▸ **Work to complete**: What section headings appear in the post below about Jesus and the moneychangers?

▸ **Extract**:
————————

February 3, 2015 Lawrence Leave a Comment

I can remember clearly the picture we were given in Sunday School to colour in of Jesus driving the moneychangers from the temple. There was an angry Jesus in flowing robes, with a rope whip in his hands. The table was in the process of falling, spilling scales and coins. Sheep and oxen were milling around. The picture and the lesson that day were clear: God’s house should be a place of quiet prayer and spirituality – not a market place! Economics has nothing to do with prayer and faith!

 Politics, economics and the gospel: seeing Jesus through new eyes

Interestingly, nothing disturbed that picture for many, many years. And why should it? I lived in a country (Rhodesia) in which politics and economics were one thing, and faith was something entirely different – individual, private and interior. Ironically, it wasn’t until I was about 26, living in Durham during the miners’ strike, and being faced with some destitute families begging outside the church door as we worshippers all emerged, wrapped against the biting wind and clearly well-breakfasted, that I began to be uneasy and to wonder whether there wasn’t something desperately wrong with a gospel that had nothing to say to real human need. Having had my world cracked open just a fraction meant that I began to read the Bible through different eyes. Old stories suddenly took on disturbing, startling new contours. And I began to “get” Jesus for the first time.

 The Law and Life (Psalm 19)

The notion that Jesus is trying to clear economics out of the temple is as wrong-headed as it’s possible to be. That is utterly alien to biblical piety. Psalm 19 is a psalm that moves from a celebration of creation to a celebration of the Law. The two are intrinsically linked. Yahweh has created the universe for the good of its inhabitants and for Yahweh’s own joy (hence the wedding imagery in vv 4bff). The psalmist launches directly from this into a hymn of praise for Yahweh’s Law, because “in keeping them there is great reward” (v11). The primary context of “reward” isn’t legal, but has to do with life. Life lived in obedience to the Law is rich and full. It is “sweeter than honey, and the drippings of the honeycomb” (v10) – infinitely desirable.

 To be “innocent of transgression” is important in itself, because Yahweh is the judge of human hearts and actions. But more importantly, it means to be living life as Yahweh intends to experience its fullness and gift. It means to experience life with God.

 The 10 Commandments – fellowship with Yahweh (Exodus 20: 1-7)

————————

▸ **Data lines**:
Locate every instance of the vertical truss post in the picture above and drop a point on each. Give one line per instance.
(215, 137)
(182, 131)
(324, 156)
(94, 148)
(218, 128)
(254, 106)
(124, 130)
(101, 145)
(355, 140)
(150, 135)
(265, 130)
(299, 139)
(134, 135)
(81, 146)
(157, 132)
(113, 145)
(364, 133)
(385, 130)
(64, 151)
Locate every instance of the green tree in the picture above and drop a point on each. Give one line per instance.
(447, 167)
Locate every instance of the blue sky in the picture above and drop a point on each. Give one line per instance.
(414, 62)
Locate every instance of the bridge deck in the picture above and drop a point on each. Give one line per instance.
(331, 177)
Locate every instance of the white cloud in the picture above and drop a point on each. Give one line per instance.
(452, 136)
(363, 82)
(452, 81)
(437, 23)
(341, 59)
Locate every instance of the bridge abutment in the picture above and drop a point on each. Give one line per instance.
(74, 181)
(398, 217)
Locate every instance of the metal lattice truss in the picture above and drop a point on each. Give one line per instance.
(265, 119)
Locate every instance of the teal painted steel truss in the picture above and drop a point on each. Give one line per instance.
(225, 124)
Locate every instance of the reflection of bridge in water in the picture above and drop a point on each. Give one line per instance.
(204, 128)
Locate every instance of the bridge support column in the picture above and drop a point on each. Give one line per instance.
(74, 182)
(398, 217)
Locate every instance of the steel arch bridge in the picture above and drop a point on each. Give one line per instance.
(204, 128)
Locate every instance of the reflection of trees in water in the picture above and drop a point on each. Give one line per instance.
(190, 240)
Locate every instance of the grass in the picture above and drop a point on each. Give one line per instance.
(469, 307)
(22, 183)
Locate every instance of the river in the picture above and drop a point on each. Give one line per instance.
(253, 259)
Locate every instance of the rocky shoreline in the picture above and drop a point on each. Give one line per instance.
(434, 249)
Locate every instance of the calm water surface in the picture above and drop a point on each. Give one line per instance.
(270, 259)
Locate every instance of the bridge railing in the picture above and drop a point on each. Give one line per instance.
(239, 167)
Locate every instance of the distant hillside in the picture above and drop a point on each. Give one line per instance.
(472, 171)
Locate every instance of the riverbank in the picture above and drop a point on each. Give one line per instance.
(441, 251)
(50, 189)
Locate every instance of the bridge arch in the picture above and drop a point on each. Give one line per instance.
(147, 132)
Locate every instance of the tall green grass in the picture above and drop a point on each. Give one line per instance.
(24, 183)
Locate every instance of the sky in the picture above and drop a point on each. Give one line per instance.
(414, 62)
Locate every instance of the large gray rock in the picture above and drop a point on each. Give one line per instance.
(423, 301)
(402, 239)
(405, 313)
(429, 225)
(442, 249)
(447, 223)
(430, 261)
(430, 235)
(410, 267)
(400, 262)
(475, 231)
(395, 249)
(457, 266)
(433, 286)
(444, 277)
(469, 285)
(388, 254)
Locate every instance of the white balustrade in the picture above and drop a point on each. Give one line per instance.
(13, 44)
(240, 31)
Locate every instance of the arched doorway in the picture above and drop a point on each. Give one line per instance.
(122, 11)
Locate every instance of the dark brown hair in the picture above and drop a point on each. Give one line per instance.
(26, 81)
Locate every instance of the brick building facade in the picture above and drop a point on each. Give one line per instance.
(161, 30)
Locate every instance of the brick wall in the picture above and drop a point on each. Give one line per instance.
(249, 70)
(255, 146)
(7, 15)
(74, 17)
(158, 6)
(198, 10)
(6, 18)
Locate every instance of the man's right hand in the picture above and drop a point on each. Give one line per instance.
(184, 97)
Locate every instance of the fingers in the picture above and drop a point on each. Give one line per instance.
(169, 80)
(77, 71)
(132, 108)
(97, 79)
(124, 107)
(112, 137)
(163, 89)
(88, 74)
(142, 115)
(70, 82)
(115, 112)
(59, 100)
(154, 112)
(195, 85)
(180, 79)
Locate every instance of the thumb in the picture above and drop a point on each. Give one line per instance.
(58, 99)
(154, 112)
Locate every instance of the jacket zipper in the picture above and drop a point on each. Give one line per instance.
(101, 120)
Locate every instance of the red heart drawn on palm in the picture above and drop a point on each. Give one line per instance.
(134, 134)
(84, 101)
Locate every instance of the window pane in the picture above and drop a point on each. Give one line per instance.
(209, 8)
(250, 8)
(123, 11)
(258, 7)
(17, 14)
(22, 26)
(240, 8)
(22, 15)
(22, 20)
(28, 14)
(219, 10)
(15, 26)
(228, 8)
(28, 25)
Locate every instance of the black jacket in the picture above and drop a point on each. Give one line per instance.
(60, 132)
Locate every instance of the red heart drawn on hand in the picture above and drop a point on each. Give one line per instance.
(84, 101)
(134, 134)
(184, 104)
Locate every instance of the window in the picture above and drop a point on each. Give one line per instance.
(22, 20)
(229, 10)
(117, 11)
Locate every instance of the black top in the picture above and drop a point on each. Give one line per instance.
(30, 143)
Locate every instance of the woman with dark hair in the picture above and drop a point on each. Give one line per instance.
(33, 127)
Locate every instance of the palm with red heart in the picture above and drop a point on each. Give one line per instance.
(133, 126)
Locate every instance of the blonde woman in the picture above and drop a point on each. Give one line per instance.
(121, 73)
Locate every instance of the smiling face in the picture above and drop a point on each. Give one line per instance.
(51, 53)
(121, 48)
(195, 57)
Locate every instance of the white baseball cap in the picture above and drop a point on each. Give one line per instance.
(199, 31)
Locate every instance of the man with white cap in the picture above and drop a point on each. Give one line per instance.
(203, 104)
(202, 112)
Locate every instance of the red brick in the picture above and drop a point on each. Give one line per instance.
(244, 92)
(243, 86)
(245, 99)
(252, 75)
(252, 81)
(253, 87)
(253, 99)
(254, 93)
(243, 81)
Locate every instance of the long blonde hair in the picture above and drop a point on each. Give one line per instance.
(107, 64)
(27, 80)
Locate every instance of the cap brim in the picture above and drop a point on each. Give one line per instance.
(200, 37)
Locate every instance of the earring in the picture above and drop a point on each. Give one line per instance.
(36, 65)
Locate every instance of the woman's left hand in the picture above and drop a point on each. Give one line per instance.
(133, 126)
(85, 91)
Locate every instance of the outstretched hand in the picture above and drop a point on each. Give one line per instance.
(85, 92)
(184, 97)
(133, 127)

————————

▸ **Task output**:
- Politics, economics and the gospel: seeing Jesus through new eyes
- The Law and Life (Psalm 19)
- The 10 Commandments – fellowship with Yahweh (Exodus 20: 1-7)